**文書の一部:**
#####

Colt Defense 社は、アメリカ陸軍の M4 カービン向けヘヴィーバレルと、それに対応したフロントサイトのアセンブリーを 35 万個供給する契約を獲得しました。
契約額は 54,491,305 ドルで、配備中の M4 カービンを M4A1 カービンに更新することを目指す、米陸軍の M4 Carbine Product Improvement Program (M4 PIP) のフェーズ 1 にとって重要な契約となります。
昨年 2 月には、FN Herstal USA 社が Colt Defense 社と Remington Arms 社を抑え、米陸軍向け M4 / M4A1 カービンの製造権を 7,700 万ドルで獲得しました。
苦渋を味わったコルト社にとって、今回の契約獲得は大変喜ばしいことでしょう。
米陸軍は、将来の主力カービン計画として、次期主力カービンを選定しつつ (Individual Carbine Competition, ICC)、既存の M4 カービンを改良する、「二重経路戦略」 (Dual Path Strategy) を打ち立てました。
しかし昨年、予算問題により次期主力カービン選定計画 ICC が中止となったため、米陸軍は M4 カービンの改良に集中して力を注ぐこととなったのです。
その M4 カービン改良計画が、先述の M4 Carbine Product Improvement Program (M4 PIP) です。
先述の通り、M4 PIP のフェーズ 1 では、配備中の M4 カービンを M4A1 カービンに更新することを目指しています。そのために必要なコンポーネントとして、「フルオート射撃可能なトリガーグループ」「左右両側から操作可能なアンビデクストラス・セレクター」そして「ヘヴィーバレル」が挙げられています。
今回コルト社が製造することになったヘヴィーバレルは、この M4 PIP のフェーズ 1 達成に必要なコンポーネントの一つです。
また、米陸軍が 2 つの中小企業に対してアンビ・セレクターの製造を発注したことも、先日お伝えしました。

#####

**指示 1:** コルト社の契約についての文書と照らして、次の (a)〜(c) が合っているかどうかを、はい・いいえで答え、決め手になる文書の言葉をそのまま引いてください。(a) 契約額は 54,491,305 ドルである。(b) ICC は予算問題で中止になった。(c) FN Herstal USA 社は M4 / M4A1 カービンの製造権を 5,000 万ドルで獲得した。
上の文書と下の一覧は、それぞれ別の資料です。

#####

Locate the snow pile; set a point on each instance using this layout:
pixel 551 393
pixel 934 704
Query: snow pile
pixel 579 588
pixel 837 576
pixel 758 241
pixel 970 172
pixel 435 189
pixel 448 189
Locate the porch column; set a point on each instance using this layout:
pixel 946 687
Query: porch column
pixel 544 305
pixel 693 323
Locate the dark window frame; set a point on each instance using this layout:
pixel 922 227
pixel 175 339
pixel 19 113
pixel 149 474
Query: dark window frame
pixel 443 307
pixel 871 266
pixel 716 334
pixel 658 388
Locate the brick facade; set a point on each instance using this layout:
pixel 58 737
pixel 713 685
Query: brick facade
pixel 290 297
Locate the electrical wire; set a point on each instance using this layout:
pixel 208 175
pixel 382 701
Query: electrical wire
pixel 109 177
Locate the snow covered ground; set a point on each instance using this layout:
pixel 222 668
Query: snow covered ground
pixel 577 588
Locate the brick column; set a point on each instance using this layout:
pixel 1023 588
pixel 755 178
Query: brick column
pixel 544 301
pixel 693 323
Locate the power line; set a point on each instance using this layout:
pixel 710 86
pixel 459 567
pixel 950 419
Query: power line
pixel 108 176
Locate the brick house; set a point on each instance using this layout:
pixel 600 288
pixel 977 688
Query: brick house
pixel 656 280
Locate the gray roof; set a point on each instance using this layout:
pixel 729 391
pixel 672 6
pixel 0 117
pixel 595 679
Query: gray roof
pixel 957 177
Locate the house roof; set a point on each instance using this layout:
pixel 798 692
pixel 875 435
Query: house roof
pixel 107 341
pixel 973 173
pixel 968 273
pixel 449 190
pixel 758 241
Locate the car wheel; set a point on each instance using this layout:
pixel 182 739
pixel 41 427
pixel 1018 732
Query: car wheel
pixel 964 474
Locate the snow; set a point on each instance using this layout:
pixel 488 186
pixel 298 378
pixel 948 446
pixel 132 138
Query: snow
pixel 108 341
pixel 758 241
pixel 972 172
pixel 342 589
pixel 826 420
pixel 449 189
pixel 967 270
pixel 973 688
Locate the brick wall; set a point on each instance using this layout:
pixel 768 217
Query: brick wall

#####

**指示 2:** 一覧の中で「Locate the brick house;」を含む行から一覧の最後の行まで(両端を含む)を、「brick」を「stone」に入れ替えて書き直してください。ほかの部分はそのままにし、この範囲の行だけを出してください。

**解答 1:**
(a) はい。「契約額は 54,491,305 ドルで」
(b) はい。「予算問題により次期主力カービン選定計画 ICC が中止となった」
(c) いいえ。「製造権を 7,700 万ドルで獲得しました」

**解答 2:**
Locate the stone house; set a point on each instance using this layout:
pixel 600 288
pixel 977 688
Query: stone house
pixel 656 280
Locate the gray roof; set a point on each instance using this layout:
pixel 729 391
pixel 672 6
pixel 0 117
pixel 595 679
Query: gray roof
pixel 957 177
Locate the house roof; set a point on each instance using this layout:
pixel 798 692
pixel 875 435
Query: house roof
pixel 107 341
pixel 973 173
pixel 968 273
pixel 449 190
pixel 758 241
Locate the car wheel; set a point on each instance using this layout:
pixel 182 739
pixel 41 427
pixel 1018 732
Query: car wheel
pixel 964 474
Locate the snow; set a point on each instance using this layout:
pixel 488 186
pixel 298 378
pixel 948 446
pixel 132 138
Query: snow
pixel 108 341
pixel 758 241
pixel 972 172
pixel 342 589
pixel 826 420
pixel 449 189
pixel 967 270
pixel 973 688
Locate the stone wall; set a point on each instance using this layout:
pixel 768 217
Query: stone wall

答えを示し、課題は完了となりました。